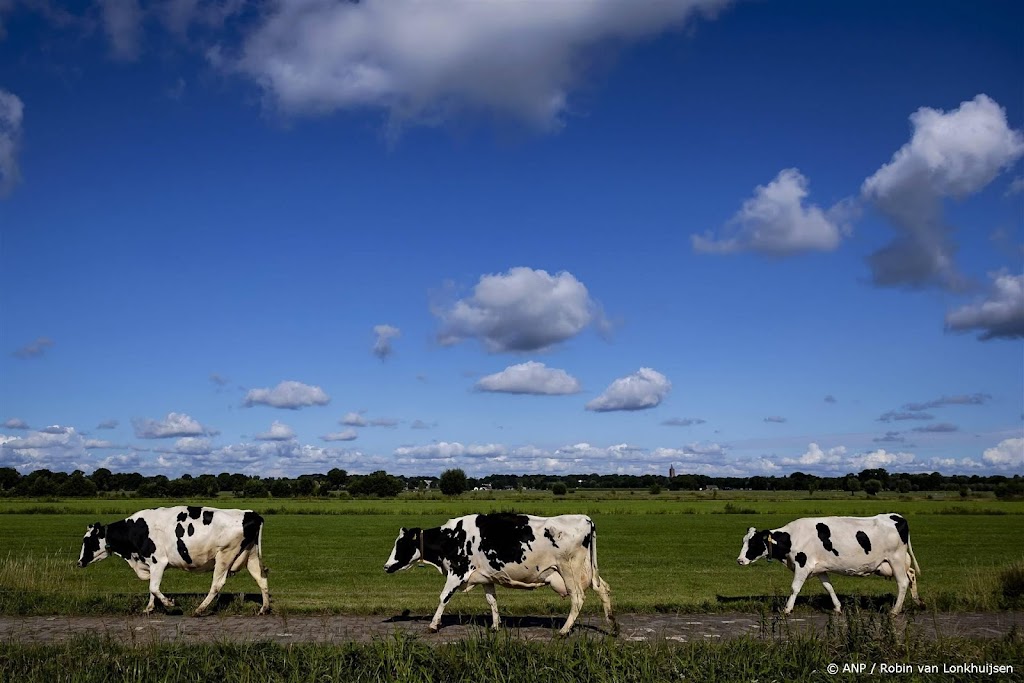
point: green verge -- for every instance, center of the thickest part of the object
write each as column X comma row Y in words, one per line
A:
column 667, row 553
column 853, row 645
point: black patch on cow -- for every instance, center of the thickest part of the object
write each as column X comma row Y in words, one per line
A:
column 757, row 547
column 824, row 535
column 781, row 545
column 90, row 545
column 404, row 548
column 505, row 538
column 251, row 525
column 130, row 537
column 453, row 542
column 864, row 542
column 902, row 527
column 179, row 531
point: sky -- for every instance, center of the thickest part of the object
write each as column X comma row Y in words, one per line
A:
column 512, row 237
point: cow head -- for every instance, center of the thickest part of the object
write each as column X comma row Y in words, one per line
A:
column 94, row 546
column 408, row 549
column 755, row 546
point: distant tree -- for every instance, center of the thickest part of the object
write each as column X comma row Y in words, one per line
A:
column 337, row 477
column 872, row 486
column 377, row 483
column 453, row 482
column 255, row 487
column 852, row 484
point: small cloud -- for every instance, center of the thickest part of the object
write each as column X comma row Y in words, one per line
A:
column 519, row 310
column 174, row 425
column 904, row 415
column 890, row 437
column 34, row 349
column 775, row 222
column 683, row 422
column 530, row 378
column 279, row 432
column 353, row 420
column 643, row 389
column 998, row 316
column 289, row 394
column 938, row 427
column 346, row 435
column 385, row 333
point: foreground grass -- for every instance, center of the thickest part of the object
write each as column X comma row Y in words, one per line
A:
column 857, row 639
column 658, row 554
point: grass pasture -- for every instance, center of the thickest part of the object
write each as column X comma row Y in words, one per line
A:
column 667, row 553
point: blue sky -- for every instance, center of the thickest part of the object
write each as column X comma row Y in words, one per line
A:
column 741, row 238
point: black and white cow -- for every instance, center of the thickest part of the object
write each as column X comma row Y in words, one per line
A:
column 851, row 546
column 505, row 549
column 189, row 538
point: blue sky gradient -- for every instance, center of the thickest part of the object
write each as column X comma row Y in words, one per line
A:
column 741, row 238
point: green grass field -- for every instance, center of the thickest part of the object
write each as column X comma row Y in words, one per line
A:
column 659, row 553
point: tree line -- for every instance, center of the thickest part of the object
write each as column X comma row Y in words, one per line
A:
column 336, row 481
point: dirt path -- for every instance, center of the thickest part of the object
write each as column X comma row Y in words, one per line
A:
column 340, row 629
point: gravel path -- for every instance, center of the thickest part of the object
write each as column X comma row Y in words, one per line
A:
column 341, row 629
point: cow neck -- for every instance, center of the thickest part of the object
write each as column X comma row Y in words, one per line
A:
column 118, row 541
column 430, row 547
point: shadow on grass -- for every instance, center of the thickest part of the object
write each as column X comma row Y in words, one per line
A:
column 814, row 602
column 483, row 622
──────────
### [Instructions to follow]
Output the line containing "point: gravel path" and all lines after it to the end of the records, exactly as given.

### [Complete answer]
point: gravel path -- for every instance, center of the thickest part of the object
write each as column X comma row Y in words, one per line
A:
column 341, row 629
point: cow neck -- for every instance, center of the thickest part of the object
write each as column X comma row Y in words, one per line
A:
column 118, row 541
column 430, row 547
point: shadow on grass -- for every instance, center of the thickest part of the object
write each as column X comma row Y in words, one per line
A:
column 814, row 602
column 483, row 622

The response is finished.